(Extracted records)
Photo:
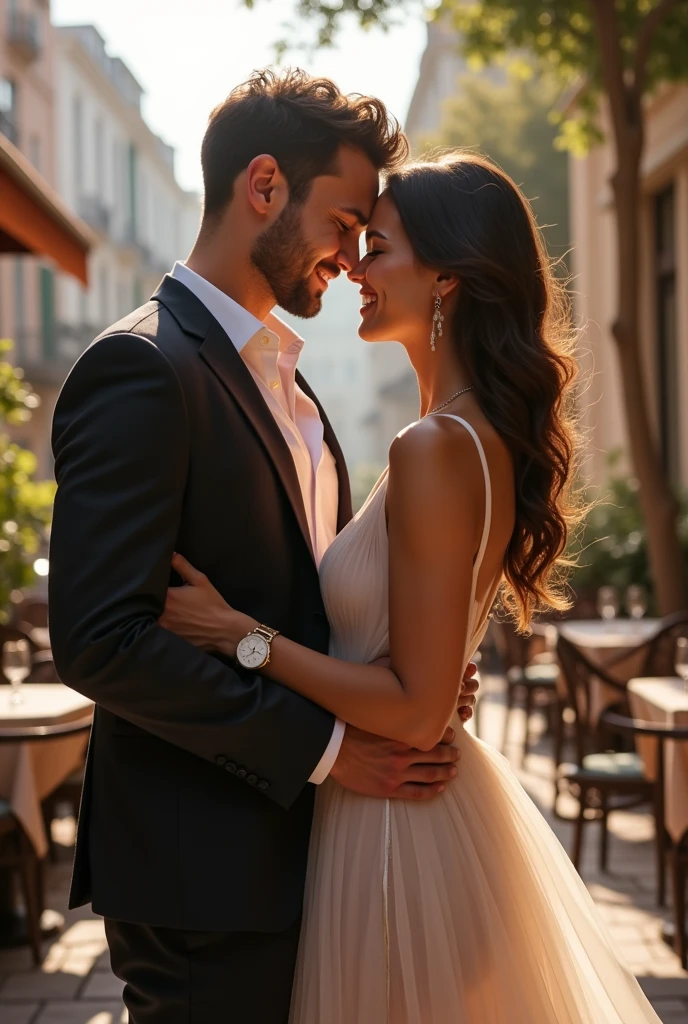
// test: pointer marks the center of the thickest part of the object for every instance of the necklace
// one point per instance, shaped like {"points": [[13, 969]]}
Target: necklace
{"points": [[449, 400]]}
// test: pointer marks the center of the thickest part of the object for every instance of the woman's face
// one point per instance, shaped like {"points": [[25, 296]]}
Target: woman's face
{"points": [[396, 290]]}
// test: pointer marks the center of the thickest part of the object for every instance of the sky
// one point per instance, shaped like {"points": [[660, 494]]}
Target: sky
{"points": [[187, 54]]}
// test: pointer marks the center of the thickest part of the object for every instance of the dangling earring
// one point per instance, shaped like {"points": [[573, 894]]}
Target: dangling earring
{"points": [[437, 321]]}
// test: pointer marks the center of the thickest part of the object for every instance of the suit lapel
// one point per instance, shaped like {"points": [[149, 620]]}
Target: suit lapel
{"points": [[344, 509], [219, 353]]}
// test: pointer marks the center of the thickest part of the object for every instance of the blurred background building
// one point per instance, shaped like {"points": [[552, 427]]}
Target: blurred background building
{"points": [[663, 287], [75, 115]]}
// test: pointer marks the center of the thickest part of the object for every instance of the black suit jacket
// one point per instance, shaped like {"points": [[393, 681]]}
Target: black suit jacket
{"points": [[197, 809]]}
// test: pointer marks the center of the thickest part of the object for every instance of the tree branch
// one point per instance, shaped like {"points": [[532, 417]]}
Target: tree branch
{"points": [[606, 24], [648, 31]]}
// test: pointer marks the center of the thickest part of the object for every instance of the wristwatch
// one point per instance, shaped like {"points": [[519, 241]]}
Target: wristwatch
{"points": [[253, 650]]}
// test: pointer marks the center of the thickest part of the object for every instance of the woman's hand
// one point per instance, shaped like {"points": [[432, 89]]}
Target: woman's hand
{"points": [[199, 613]]}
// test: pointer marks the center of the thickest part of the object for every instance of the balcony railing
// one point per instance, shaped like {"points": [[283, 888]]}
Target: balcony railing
{"points": [[95, 213], [8, 128], [24, 34]]}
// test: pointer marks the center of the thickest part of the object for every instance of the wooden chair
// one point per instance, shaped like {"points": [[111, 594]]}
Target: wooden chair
{"points": [[678, 851], [529, 681], [17, 854], [603, 780], [660, 649], [16, 851]]}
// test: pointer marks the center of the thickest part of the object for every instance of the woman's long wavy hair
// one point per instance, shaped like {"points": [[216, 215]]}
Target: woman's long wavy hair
{"points": [[512, 329]]}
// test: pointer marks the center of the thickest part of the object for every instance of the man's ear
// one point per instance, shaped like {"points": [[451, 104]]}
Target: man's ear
{"points": [[266, 187]]}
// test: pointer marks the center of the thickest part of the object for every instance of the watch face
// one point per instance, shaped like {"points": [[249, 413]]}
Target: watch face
{"points": [[252, 651]]}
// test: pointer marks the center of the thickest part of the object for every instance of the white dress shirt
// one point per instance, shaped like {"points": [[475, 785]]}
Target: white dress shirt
{"points": [[270, 351]]}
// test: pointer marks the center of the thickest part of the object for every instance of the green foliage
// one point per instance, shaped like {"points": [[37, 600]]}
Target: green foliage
{"points": [[612, 547], [25, 504], [557, 38], [509, 122]]}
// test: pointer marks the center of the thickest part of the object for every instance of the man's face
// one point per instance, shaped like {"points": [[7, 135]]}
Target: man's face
{"points": [[311, 243]]}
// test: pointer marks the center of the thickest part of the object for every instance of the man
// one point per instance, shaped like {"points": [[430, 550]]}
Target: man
{"points": [[186, 427]]}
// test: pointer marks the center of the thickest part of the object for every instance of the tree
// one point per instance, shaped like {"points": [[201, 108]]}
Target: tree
{"points": [[611, 54], [25, 504], [509, 121]]}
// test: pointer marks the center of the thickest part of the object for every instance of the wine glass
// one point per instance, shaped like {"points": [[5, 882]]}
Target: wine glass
{"points": [[681, 663], [16, 666], [607, 603], [636, 601]]}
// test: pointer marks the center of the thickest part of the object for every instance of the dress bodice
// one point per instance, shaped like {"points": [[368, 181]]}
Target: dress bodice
{"points": [[354, 577]]}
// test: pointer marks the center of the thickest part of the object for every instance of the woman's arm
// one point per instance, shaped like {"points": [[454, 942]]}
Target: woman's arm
{"points": [[435, 506]]}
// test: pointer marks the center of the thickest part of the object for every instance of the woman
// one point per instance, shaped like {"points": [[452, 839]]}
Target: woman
{"points": [[464, 909]]}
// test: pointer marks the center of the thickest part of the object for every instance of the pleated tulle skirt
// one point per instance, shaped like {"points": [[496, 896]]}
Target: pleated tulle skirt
{"points": [[462, 910]]}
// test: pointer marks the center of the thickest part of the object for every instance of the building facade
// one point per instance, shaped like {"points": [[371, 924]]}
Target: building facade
{"points": [[663, 288], [27, 120], [119, 176]]}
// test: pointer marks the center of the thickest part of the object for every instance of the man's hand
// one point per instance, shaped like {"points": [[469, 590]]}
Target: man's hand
{"points": [[377, 767], [469, 688]]}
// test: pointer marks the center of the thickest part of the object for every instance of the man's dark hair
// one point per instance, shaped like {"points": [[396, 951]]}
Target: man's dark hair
{"points": [[299, 120]]}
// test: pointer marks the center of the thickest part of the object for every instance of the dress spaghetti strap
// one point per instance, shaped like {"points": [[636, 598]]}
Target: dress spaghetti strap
{"points": [[488, 493]]}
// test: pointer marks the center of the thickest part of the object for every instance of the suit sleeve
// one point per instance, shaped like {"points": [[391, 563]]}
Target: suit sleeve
{"points": [[122, 446]]}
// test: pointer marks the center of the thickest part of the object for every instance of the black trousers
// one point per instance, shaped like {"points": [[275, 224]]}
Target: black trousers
{"points": [[178, 977]]}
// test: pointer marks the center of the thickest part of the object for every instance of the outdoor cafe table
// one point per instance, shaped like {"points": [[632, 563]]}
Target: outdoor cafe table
{"points": [[30, 771], [612, 644], [663, 700]]}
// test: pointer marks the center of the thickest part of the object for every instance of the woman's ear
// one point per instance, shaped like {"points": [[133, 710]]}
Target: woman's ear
{"points": [[446, 285]]}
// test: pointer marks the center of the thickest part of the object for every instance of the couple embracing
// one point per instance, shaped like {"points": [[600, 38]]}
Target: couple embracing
{"points": [[283, 816]]}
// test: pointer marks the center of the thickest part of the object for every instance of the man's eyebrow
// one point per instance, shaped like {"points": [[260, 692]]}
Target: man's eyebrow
{"points": [[355, 212]]}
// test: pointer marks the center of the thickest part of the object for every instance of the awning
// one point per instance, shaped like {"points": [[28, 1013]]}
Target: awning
{"points": [[34, 218]]}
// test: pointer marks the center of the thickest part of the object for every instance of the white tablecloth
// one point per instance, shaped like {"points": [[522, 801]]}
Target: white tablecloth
{"points": [[31, 770], [664, 700]]}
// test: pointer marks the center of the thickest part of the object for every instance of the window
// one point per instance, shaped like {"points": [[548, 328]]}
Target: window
{"points": [[8, 110], [103, 298], [19, 308], [35, 151], [47, 288], [78, 140], [98, 142], [667, 332]]}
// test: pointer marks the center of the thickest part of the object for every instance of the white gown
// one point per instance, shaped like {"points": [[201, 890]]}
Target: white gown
{"points": [[462, 910]]}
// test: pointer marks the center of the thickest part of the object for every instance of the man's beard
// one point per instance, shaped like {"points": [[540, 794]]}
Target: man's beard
{"points": [[284, 259]]}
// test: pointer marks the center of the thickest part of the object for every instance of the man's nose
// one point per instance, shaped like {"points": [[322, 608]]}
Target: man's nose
{"points": [[348, 256]]}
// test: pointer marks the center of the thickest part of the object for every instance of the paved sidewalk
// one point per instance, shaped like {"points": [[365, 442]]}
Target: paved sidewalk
{"points": [[75, 985]]}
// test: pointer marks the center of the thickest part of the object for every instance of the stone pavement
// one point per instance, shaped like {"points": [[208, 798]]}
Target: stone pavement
{"points": [[75, 985]]}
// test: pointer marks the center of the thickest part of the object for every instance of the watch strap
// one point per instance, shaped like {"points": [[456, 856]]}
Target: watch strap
{"points": [[265, 632]]}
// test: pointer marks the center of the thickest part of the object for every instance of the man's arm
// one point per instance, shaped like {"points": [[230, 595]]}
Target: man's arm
{"points": [[121, 446]]}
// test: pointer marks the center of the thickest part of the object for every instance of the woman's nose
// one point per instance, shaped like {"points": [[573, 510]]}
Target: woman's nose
{"points": [[357, 273]]}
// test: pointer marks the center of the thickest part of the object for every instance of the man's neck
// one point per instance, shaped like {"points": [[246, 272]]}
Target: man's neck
{"points": [[232, 273]]}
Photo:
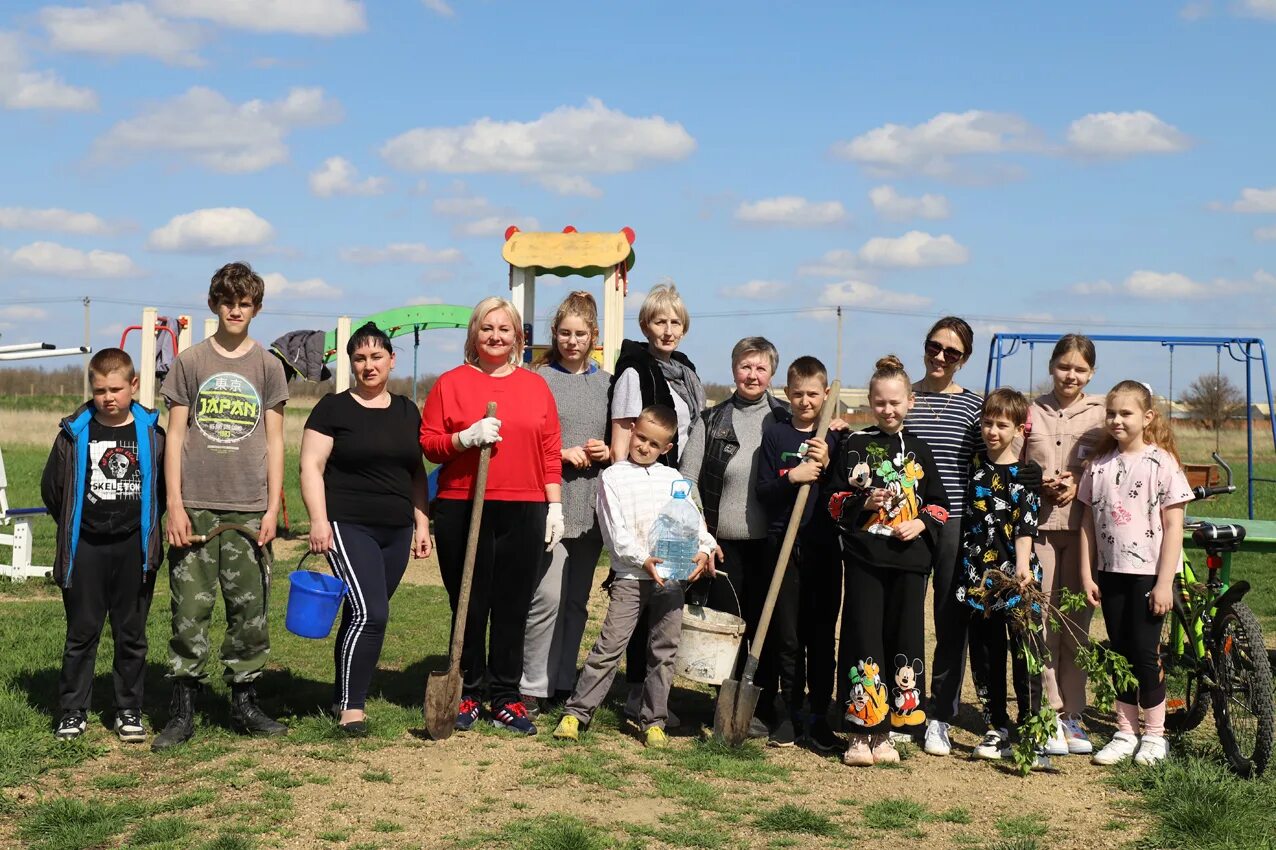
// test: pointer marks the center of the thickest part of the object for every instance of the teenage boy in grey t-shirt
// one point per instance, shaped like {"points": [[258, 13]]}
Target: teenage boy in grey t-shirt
{"points": [[223, 466]]}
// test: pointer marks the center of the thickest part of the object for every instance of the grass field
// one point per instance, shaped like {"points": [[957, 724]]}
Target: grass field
{"points": [[396, 790]]}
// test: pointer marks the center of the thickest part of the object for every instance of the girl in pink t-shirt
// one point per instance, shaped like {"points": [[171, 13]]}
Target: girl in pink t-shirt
{"points": [[1131, 546]]}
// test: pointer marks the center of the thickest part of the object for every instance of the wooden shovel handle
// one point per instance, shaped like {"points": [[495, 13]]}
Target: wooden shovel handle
{"points": [[467, 569], [750, 665]]}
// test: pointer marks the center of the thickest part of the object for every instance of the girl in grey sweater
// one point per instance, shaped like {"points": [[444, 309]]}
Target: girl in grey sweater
{"points": [[555, 622]]}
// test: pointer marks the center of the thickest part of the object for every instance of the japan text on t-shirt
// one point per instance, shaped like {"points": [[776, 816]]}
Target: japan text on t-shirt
{"points": [[1127, 494], [112, 481], [223, 452]]}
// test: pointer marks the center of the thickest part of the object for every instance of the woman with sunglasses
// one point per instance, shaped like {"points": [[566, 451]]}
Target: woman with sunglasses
{"points": [[946, 416]]}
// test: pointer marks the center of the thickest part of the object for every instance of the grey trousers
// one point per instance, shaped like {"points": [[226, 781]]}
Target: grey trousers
{"points": [[555, 623], [629, 599]]}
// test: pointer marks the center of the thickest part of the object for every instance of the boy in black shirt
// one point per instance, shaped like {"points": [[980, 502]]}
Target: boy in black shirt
{"points": [[102, 485], [800, 654]]}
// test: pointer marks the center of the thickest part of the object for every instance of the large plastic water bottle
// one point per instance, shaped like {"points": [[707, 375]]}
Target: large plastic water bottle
{"points": [[675, 536]]}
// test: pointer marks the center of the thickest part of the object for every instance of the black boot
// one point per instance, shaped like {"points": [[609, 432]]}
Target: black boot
{"points": [[181, 716], [248, 717]]}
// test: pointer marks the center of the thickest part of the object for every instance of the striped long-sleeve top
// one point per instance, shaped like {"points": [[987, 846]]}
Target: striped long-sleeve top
{"points": [[948, 424]]}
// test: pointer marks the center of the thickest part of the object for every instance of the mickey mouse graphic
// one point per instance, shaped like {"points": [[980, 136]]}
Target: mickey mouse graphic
{"points": [[906, 697]]}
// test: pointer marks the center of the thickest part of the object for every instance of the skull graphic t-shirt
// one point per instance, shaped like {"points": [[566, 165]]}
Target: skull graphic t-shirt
{"points": [[112, 484]]}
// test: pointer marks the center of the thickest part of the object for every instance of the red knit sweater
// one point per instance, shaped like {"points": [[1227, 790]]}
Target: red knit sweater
{"points": [[527, 456]]}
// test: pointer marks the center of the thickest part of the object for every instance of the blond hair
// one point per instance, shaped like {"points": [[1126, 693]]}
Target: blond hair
{"points": [[1156, 433], [582, 305], [664, 296], [482, 309]]}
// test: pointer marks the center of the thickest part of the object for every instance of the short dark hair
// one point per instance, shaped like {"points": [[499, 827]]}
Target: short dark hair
{"points": [[109, 360], [804, 368], [661, 415], [234, 281], [1007, 402], [369, 332]]}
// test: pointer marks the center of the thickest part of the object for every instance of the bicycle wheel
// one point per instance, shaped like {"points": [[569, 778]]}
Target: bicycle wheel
{"points": [[1186, 700], [1243, 698]]}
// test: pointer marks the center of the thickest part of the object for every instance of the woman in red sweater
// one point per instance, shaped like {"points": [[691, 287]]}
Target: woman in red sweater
{"points": [[522, 500]]}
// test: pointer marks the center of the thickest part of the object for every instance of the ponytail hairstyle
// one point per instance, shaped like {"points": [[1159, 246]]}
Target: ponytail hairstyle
{"points": [[1157, 432], [369, 333], [582, 305], [890, 368]]}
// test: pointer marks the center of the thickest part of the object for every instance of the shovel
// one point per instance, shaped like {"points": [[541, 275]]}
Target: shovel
{"points": [[738, 698], [443, 689]]}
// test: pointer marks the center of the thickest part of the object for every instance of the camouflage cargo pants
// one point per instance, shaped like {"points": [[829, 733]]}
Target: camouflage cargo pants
{"points": [[230, 562]]}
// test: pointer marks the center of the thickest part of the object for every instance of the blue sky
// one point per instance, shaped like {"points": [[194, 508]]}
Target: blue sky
{"points": [[1041, 167]]}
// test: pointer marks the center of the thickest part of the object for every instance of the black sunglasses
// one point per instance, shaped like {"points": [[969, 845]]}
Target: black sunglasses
{"points": [[943, 352]]}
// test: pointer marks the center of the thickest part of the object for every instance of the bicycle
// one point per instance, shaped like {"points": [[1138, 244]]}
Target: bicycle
{"points": [[1212, 650]]}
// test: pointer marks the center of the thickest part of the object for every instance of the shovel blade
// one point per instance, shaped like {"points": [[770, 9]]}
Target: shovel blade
{"points": [[442, 697], [734, 711]]}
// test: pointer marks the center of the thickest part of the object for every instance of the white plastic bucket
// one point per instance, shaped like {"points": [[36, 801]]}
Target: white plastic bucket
{"points": [[708, 646]]}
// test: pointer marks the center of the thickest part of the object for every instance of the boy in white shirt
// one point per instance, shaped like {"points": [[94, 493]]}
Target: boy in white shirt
{"points": [[630, 494]]}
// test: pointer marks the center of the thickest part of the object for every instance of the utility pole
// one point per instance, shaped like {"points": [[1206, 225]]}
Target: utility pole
{"points": [[87, 346], [838, 368]]}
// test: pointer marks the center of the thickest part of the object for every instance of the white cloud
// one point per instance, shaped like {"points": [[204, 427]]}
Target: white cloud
{"points": [[123, 29], [564, 142], [313, 287], [439, 8], [756, 290], [891, 204], [791, 211], [231, 138], [338, 176], [915, 249], [1092, 287], [497, 225], [22, 88], [296, 17], [1157, 285], [1252, 201], [860, 294], [401, 253], [51, 259], [568, 185], [837, 263], [212, 229], [1265, 9], [930, 147], [63, 221], [1123, 134]]}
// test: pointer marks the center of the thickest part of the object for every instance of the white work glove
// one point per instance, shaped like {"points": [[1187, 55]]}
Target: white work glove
{"points": [[485, 432], [554, 526]]}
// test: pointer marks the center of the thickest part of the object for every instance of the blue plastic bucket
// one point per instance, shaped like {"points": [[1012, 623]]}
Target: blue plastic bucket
{"points": [[314, 600]]}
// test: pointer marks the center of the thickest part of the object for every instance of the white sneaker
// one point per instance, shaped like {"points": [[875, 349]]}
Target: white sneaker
{"points": [[1151, 749], [1118, 749], [937, 738], [994, 744], [1078, 742], [1058, 742]]}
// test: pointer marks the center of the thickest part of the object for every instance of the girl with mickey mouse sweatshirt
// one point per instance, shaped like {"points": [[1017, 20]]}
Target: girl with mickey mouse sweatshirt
{"points": [[890, 504]]}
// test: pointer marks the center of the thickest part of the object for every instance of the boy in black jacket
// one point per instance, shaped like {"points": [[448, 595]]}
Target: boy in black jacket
{"points": [[800, 652], [103, 485]]}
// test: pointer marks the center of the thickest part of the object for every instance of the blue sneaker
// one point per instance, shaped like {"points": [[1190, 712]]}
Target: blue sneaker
{"points": [[467, 715], [513, 716]]}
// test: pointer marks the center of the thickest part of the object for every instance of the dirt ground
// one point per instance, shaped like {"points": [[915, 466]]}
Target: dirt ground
{"points": [[440, 793]]}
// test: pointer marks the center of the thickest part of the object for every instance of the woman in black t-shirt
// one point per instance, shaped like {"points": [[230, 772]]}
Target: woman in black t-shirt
{"points": [[365, 490]]}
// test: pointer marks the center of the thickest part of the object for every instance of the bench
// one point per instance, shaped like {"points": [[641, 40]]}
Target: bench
{"points": [[18, 540]]}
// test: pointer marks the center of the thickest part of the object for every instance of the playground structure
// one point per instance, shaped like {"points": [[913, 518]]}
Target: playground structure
{"points": [[18, 537], [1247, 350]]}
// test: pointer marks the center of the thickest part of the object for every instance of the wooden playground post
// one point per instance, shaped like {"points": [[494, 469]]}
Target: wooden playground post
{"points": [[147, 366], [342, 357]]}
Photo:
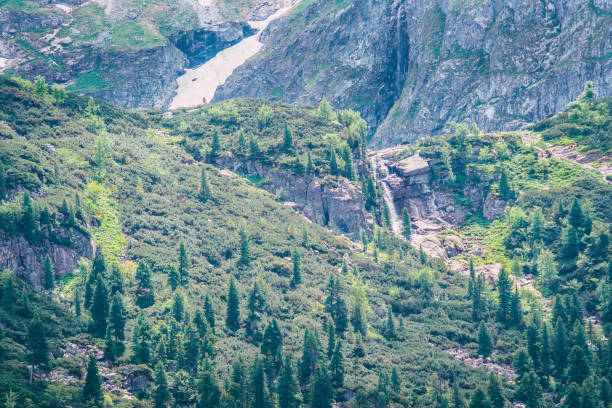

> [WHAT THE TASK REQUIRES]
Give every line from the one containing "the playground structure" through the end of the rows as a JSON list of strings, one string per line, skipping blank lines. Leave the pictures out.

> [ANSWER FOR THE TASK]
[
  "// test: pointer marks the center of the thickest part of the object for every instance of the playground structure",
  "// one point per instance, shaped like {\"points\": [[913, 518]]}",
  "Target: playground structure",
  "{\"points\": [[18, 537], [1247, 350]]}",
  "// test: pointer marks the center of the thickest part of the object for every instance of the wooden playground post",
  "// one point per instance, shaped like {\"points\": [[494, 469]]}",
  "Target: wooden playground post",
  "{\"points\": [[147, 366], [342, 357]]}",
  "Photo:"
]